▶ Exercise brief
Copy out every line of the data below with no changes, and omit the picture.

** start Information shown **

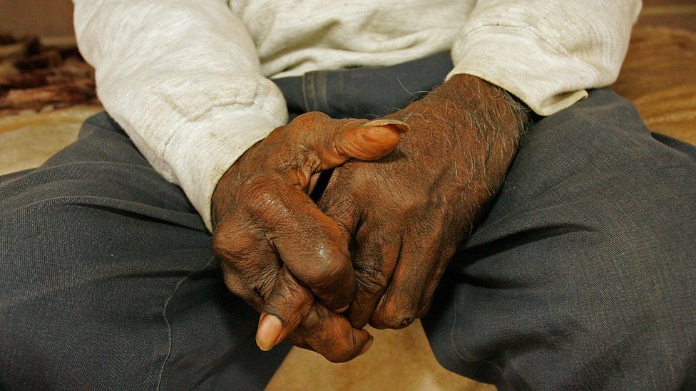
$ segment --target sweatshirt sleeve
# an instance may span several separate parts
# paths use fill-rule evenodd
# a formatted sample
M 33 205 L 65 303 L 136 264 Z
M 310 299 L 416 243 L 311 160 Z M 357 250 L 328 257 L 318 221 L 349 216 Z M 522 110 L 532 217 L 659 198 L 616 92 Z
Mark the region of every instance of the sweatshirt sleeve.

** end Information shown **

▶ Task result
$ segment --target sweatshirt sleeve
# an instance may span several separate parts
# paths use fill-rule evenodd
# a formatted sample
M 33 205 L 65 303 L 136 264 Z
M 310 299 L 416 243 L 311 160 Z M 357 250 L 328 257 L 318 221 L 349 216 Z M 522 110 L 532 217 L 659 198 L 616 92 Z
Mark the region of every instance of the sweatshirt sleeve.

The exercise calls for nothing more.